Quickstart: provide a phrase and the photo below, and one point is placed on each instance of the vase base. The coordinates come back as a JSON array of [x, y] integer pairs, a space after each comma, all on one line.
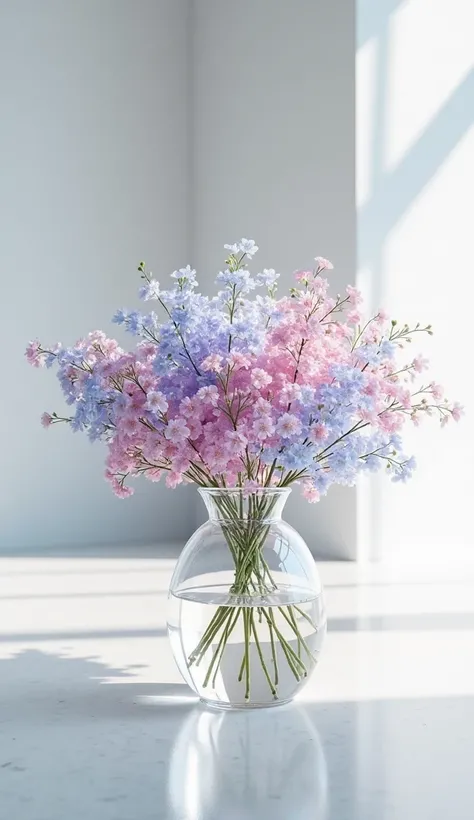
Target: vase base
[[242, 707]]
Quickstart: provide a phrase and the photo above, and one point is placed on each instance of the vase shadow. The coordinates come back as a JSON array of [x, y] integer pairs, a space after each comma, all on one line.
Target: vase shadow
[[223, 763]]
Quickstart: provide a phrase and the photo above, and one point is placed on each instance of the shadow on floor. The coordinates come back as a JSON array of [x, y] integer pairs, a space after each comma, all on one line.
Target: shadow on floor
[[80, 738]]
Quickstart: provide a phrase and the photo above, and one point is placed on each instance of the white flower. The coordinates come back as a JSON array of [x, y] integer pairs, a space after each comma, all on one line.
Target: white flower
[[246, 246]]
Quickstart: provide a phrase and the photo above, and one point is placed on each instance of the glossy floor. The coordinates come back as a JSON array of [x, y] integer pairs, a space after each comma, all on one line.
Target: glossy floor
[[95, 723]]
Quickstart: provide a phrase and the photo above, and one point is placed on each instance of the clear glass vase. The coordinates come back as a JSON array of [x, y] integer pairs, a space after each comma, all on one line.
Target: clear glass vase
[[246, 611]]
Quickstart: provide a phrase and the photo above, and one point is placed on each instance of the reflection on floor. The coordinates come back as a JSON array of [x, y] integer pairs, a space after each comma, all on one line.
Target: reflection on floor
[[95, 723]]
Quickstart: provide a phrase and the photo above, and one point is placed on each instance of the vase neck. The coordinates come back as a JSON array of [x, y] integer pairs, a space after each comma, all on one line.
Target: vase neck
[[265, 504]]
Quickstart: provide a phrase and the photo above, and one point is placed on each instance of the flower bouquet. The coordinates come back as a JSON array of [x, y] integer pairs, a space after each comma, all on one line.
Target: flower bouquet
[[245, 397]]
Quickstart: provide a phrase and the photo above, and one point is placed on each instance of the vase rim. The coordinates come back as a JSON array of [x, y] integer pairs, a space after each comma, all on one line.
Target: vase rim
[[239, 490]]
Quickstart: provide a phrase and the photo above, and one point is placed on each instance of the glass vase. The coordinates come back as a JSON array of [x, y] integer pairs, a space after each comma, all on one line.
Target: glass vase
[[246, 612]]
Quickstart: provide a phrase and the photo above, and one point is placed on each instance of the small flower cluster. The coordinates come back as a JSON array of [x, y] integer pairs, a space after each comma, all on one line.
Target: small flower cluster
[[248, 392]]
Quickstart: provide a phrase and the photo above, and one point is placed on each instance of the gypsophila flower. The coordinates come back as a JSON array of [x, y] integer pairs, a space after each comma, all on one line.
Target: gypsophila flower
[[247, 392]]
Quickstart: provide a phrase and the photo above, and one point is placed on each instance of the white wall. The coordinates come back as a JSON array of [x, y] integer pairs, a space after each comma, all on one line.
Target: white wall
[[273, 158], [415, 139], [93, 140]]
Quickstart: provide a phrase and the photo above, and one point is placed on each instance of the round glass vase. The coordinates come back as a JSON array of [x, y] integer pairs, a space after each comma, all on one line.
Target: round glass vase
[[246, 612]]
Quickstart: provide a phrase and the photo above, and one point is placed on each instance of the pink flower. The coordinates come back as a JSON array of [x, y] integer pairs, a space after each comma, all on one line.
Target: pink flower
[[318, 433], [208, 394], [176, 431], [288, 425], [437, 391], [212, 362], [353, 317], [156, 402], [303, 275], [263, 428], [238, 361], [237, 440], [323, 264], [260, 378], [419, 364], [128, 425], [154, 474], [355, 296], [310, 493], [33, 356], [382, 317], [289, 393], [46, 419]]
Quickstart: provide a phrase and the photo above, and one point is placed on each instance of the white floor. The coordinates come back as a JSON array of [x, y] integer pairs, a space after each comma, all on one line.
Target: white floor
[[96, 725]]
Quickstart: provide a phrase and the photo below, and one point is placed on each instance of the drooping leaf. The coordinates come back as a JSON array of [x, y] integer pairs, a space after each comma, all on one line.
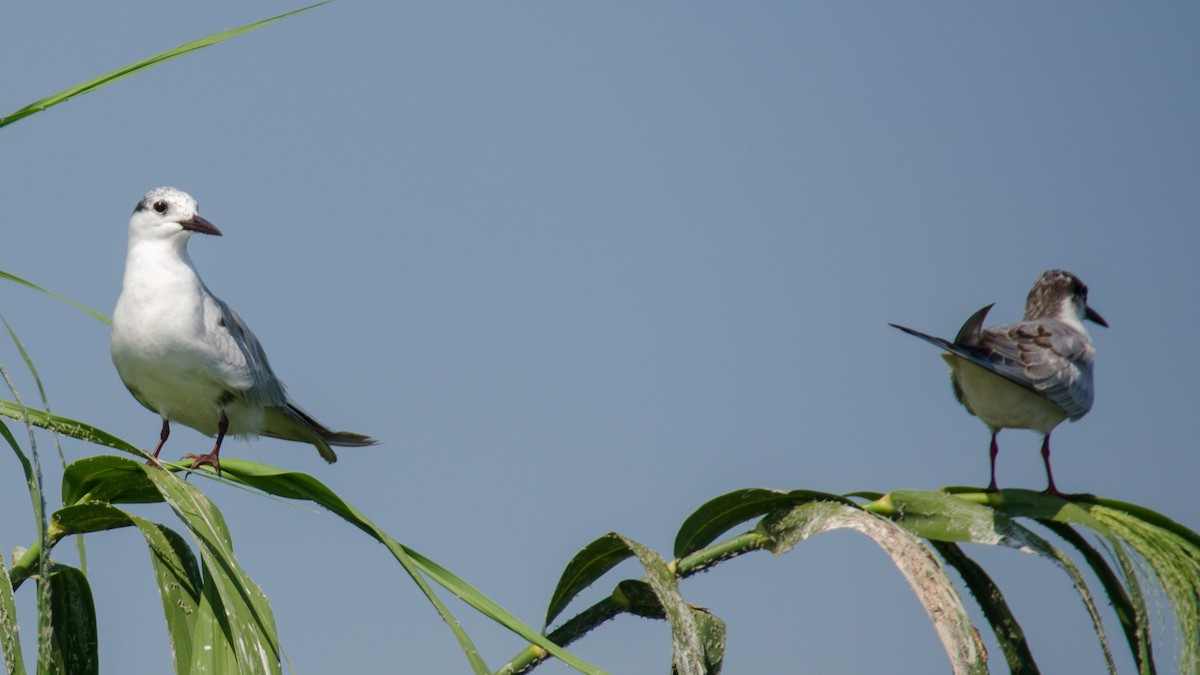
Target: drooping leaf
[[67, 426], [591, 563], [953, 518], [73, 640], [301, 485], [995, 609], [55, 296], [10, 633], [123, 72], [107, 478], [719, 515], [247, 621], [924, 573]]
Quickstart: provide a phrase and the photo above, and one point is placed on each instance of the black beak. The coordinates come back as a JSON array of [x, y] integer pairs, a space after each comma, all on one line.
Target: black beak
[[197, 223]]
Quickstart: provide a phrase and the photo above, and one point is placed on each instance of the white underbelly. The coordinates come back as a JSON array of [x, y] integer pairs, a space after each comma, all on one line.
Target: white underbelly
[[1000, 402]]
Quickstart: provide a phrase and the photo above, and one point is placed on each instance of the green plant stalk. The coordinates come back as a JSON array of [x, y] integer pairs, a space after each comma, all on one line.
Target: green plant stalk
[[610, 607], [126, 71]]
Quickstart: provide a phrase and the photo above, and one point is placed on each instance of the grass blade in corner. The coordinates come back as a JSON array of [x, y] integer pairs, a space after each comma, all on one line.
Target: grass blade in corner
[[303, 487], [125, 71]]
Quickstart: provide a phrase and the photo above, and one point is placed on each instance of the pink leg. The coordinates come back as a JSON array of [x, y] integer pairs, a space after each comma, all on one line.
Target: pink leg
[[214, 458], [994, 451], [1051, 489], [162, 438]]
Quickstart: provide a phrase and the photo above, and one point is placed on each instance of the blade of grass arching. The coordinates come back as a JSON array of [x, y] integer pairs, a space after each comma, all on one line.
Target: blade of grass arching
[[1133, 619], [1174, 557], [123, 72], [81, 548], [190, 623], [720, 514], [67, 426], [592, 562], [304, 487], [10, 634], [55, 296], [964, 518], [75, 640], [238, 599], [995, 609], [34, 482], [924, 573], [665, 602]]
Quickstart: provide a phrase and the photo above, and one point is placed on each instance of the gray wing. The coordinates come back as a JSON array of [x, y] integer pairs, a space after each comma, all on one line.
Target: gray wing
[[239, 356], [1044, 356], [1047, 356]]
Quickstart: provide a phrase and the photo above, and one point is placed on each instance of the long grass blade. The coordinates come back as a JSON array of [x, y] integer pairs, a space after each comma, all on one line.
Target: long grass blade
[[125, 71], [55, 296], [10, 633], [921, 567], [304, 487], [76, 644], [995, 609], [67, 426]]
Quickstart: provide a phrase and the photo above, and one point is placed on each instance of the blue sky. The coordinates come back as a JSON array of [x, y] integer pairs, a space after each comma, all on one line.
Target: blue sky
[[582, 267]]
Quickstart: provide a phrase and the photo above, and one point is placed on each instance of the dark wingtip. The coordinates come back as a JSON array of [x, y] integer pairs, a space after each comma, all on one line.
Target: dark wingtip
[[971, 334]]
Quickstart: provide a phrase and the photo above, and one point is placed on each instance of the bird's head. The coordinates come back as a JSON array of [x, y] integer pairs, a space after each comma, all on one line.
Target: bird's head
[[167, 213], [1061, 294]]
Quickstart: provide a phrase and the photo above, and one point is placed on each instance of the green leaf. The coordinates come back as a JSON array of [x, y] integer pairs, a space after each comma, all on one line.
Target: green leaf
[[712, 634], [179, 577], [688, 652], [1133, 617], [180, 585], [247, 625], [995, 609], [75, 644], [10, 633], [107, 478], [67, 426], [924, 573], [591, 563], [301, 485], [55, 296], [1174, 557], [123, 72], [959, 518], [729, 511]]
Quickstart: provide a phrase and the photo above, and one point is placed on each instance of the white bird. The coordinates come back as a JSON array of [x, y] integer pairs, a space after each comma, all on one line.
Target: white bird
[[1032, 374], [185, 354]]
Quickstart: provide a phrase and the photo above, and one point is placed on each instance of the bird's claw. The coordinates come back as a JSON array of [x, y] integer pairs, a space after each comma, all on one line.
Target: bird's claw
[[209, 459]]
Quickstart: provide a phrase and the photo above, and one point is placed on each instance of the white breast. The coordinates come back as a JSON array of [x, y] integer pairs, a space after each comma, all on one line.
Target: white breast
[[1000, 402]]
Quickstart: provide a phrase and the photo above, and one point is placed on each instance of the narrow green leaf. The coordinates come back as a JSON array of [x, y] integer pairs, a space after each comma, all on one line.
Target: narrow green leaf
[[67, 426], [1174, 557], [720, 514], [180, 585], [995, 609], [53, 294], [123, 72], [688, 652], [591, 563], [1134, 620], [10, 633], [301, 485], [712, 634], [924, 573], [107, 478], [180, 581], [75, 643], [960, 518], [249, 623]]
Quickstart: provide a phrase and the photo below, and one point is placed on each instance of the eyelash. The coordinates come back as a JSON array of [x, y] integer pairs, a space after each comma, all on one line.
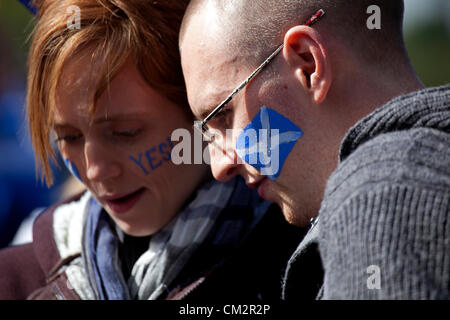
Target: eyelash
[[221, 117], [68, 138]]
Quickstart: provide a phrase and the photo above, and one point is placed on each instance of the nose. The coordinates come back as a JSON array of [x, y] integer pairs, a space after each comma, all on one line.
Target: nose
[[224, 163], [100, 165]]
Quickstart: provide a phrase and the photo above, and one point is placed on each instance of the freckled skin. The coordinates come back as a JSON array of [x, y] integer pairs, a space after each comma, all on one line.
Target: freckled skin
[[102, 153]]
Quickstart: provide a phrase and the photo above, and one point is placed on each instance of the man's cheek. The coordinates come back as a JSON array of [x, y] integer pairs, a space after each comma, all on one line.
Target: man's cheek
[[72, 168], [266, 142]]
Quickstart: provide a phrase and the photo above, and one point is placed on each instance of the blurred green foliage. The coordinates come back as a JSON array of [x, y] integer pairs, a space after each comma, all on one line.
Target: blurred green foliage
[[429, 49]]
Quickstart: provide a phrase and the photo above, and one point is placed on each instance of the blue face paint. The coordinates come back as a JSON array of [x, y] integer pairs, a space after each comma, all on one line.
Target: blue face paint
[[266, 142], [72, 168]]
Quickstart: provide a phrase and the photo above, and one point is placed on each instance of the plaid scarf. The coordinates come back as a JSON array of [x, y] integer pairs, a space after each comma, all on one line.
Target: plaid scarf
[[211, 216]]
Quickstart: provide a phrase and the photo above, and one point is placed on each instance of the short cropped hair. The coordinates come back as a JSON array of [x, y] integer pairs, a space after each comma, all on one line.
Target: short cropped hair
[[114, 30], [256, 27]]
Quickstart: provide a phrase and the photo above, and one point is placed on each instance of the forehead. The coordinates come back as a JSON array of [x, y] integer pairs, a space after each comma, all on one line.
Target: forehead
[[212, 69], [126, 93]]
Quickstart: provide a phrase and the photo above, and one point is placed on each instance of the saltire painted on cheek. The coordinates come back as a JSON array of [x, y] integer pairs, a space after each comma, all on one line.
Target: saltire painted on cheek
[[29, 5], [267, 141], [72, 168]]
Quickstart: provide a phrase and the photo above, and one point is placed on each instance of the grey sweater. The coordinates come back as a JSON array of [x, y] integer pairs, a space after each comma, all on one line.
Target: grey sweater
[[384, 229]]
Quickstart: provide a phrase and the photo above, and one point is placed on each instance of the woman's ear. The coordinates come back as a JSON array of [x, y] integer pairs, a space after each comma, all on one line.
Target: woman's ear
[[307, 57]]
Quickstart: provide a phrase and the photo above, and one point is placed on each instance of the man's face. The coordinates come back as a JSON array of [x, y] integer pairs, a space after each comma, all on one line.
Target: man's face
[[212, 72]]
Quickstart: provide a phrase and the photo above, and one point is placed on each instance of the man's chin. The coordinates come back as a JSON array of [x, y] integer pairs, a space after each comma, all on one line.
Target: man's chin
[[293, 216]]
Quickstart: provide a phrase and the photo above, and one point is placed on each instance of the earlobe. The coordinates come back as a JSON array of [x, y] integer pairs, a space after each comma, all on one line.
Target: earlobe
[[306, 54]]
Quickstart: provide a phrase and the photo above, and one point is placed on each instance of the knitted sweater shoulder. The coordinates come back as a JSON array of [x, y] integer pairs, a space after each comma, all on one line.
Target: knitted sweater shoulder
[[384, 221]]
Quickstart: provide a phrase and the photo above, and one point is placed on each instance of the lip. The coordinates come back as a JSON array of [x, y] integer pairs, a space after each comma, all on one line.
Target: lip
[[261, 187], [124, 203]]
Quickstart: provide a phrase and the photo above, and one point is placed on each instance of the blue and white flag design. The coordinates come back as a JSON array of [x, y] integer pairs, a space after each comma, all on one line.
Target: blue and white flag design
[[266, 142]]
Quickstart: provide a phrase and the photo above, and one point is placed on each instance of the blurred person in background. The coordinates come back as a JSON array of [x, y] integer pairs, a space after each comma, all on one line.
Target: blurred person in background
[[110, 93]]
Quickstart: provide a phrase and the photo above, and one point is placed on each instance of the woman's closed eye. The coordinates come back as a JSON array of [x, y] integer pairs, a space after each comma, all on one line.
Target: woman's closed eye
[[69, 138]]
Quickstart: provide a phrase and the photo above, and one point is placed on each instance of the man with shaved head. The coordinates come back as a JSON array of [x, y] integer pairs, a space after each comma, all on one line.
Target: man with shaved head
[[348, 139]]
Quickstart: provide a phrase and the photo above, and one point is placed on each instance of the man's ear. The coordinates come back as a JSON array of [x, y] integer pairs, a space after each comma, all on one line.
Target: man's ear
[[307, 56]]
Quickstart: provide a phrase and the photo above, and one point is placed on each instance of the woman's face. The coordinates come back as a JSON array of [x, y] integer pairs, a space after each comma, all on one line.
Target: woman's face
[[122, 153]]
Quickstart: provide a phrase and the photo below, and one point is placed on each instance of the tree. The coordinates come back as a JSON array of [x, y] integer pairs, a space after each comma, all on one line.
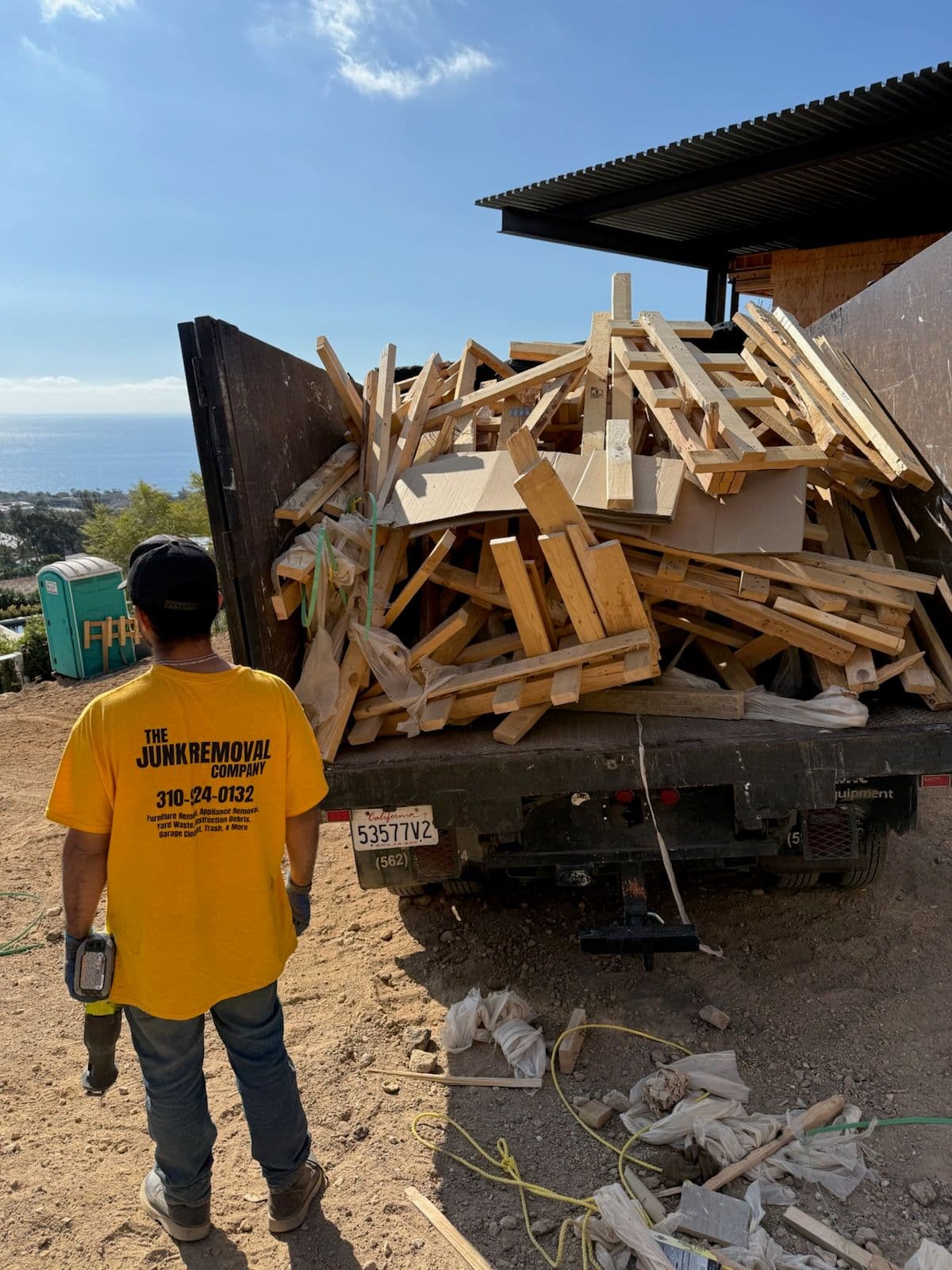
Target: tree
[[113, 535], [42, 533]]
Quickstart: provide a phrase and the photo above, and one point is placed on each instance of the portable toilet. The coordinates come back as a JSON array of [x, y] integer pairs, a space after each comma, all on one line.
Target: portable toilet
[[83, 609]]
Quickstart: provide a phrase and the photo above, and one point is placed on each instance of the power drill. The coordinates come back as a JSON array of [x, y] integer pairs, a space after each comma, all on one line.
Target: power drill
[[93, 978]]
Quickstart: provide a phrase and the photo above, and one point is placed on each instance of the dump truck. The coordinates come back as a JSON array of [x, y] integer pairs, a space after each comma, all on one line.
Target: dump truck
[[588, 795]]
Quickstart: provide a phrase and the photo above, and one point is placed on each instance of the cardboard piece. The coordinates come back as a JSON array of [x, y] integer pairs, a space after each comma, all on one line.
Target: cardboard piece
[[478, 486], [766, 516]]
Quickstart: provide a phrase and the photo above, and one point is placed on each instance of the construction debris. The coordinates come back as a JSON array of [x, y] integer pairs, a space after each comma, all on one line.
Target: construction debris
[[492, 548]]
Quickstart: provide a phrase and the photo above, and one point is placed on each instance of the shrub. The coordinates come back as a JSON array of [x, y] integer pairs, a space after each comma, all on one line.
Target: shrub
[[10, 679], [36, 651]]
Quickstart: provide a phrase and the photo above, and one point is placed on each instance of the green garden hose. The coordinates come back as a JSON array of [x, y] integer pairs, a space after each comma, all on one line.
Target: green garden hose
[[10, 948]]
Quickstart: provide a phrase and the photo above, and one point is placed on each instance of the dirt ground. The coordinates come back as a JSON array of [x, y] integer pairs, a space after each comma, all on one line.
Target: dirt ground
[[828, 992]]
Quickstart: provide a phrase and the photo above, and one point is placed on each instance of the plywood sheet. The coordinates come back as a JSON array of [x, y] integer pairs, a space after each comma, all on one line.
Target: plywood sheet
[[478, 486], [767, 514]]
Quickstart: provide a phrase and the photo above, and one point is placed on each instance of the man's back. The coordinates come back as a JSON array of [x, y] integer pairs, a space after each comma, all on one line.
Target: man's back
[[194, 778]]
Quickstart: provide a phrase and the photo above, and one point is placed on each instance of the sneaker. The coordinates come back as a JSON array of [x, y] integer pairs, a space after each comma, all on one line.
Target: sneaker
[[183, 1222], [289, 1208]]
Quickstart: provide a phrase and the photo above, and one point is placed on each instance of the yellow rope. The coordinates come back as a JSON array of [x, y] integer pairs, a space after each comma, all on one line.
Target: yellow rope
[[507, 1170]]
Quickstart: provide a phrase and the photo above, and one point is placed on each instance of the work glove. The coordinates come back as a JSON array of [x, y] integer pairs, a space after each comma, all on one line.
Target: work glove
[[300, 901], [69, 967]]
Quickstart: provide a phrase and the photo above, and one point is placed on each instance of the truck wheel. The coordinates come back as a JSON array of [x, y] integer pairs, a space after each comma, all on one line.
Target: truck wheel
[[463, 887], [795, 882], [871, 864]]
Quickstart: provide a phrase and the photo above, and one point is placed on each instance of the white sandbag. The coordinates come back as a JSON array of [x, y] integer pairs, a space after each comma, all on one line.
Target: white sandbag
[[763, 1253], [624, 1216], [524, 1045], [321, 679], [833, 1160], [685, 1123], [930, 1257], [499, 1007], [460, 1026], [835, 708]]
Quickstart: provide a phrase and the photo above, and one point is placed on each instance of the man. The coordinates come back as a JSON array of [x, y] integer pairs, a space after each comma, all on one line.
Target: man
[[181, 791]]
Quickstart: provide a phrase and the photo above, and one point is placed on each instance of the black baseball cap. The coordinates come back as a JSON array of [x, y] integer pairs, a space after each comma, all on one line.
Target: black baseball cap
[[175, 575]]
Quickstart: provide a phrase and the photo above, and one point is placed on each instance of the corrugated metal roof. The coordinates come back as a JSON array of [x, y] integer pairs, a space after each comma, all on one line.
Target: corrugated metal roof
[[869, 163]]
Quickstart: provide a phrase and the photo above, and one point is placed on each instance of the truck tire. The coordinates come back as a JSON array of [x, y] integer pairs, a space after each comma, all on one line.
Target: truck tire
[[463, 887], [795, 882], [869, 867]]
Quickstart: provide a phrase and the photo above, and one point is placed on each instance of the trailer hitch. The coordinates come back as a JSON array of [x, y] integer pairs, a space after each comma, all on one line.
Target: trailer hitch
[[641, 931]]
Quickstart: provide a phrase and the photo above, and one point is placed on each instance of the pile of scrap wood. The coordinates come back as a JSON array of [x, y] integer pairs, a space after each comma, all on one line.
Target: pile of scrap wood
[[546, 531]]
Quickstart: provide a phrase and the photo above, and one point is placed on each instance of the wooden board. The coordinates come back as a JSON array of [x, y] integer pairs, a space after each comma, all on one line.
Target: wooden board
[[264, 422], [620, 476], [313, 495], [668, 702]]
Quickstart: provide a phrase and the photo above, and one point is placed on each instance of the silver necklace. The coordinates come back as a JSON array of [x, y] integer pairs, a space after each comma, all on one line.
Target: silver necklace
[[187, 660]]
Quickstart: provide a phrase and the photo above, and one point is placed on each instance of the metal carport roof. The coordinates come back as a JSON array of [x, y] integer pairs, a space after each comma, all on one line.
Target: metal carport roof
[[869, 163]]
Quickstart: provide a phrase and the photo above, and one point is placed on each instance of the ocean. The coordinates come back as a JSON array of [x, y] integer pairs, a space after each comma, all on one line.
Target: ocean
[[59, 452]]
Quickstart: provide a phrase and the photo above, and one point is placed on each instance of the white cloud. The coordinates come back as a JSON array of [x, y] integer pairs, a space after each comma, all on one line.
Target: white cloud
[[347, 25], [93, 10], [406, 82], [63, 394]]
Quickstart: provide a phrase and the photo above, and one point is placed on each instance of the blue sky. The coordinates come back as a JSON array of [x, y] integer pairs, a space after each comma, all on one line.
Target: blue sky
[[310, 167]]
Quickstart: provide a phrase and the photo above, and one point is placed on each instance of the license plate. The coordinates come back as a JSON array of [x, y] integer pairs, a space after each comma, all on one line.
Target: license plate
[[372, 829]]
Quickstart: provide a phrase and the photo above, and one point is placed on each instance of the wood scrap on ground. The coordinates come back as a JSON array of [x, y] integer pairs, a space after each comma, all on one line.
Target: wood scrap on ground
[[551, 533]]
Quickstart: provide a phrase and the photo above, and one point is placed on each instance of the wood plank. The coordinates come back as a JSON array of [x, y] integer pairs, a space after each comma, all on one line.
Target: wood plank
[[457, 1242], [550, 503], [343, 387], [508, 696], [522, 596], [423, 575], [467, 584], [691, 622], [547, 664], [620, 474], [664, 702], [537, 349], [866, 416], [499, 389], [770, 622], [596, 384], [608, 577], [571, 584], [621, 298], [858, 633], [701, 387], [310, 497], [758, 651], [406, 444], [378, 460], [824, 1237], [514, 727], [566, 686], [570, 1048], [550, 399], [727, 666]]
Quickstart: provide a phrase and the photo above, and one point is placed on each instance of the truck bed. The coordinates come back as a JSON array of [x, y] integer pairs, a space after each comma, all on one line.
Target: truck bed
- - -
Repeat, word for word, the lines of the material above from the one holding "Target: lip" through the one holding "of the portable". Leave out pictures.

## Result
Target: lip
[[261, 187], [124, 203]]
Quickstart: provide a phrase and the photo above, and one point is placed on each instance of the blue and white flag design. The coordinates come back as a JSON array of [x, y] integer pairs, a space after each comma, all on one line.
Target: blue and white flag design
[[266, 142]]
Quickstart: provide a phrase and the photo above, and one point is placed on each instance of the blurred person in background. The coordinates come back as a JSON array of [x, y] integer pairs, a space after each comma, all on one line.
Target: blurred person in background
[[110, 93]]
Quickstart: provide a phrase and the photo above, and one point is placed on each instance of the woman's closed eye. The coordinates come back as a JSON array of [x, y] integer pairs, a space after each comma, all on one line.
Target: woman's closed eye
[[69, 138]]
Quickstart: provide a phrase and the photo above, and one point is placed on each instance of the man with shaved head. The coordinates come back as a JSON array of [x, y] integer pairs, a space after each comma, all on one line.
Target: man with shaved head
[[348, 139]]
Quickstart: provide a phrase and the photo above, and one point is placed on each instance of the man's ear. The coordinates come back as a JSON array of [x, y] integer pairs, a space after each comma, all on one line.
Target: man's ear
[[307, 56]]
Quickstart: provide a phrase and the photo above, and one point is placed on each instance of the woman's face. The coordinates come back as a JSON array of [x, y] integer pairs, a space after each comma, all on one line.
Target: woman's face
[[122, 153]]
Quickstart: provide a phrase and the photo below, and one point is placed on each instance of the tree. The coordinates come back as a JSON array of [x, y] integer pairs, a space after each comma, all on one line.
Target: tree
[[113, 535], [42, 533]]
Quickstart: provide a phrase and the photo above, and one point is placed on each instance of the portable toilet. The coordinates come back as a JSON array of [x, y] integer pairs, a space after each comma, all on one line.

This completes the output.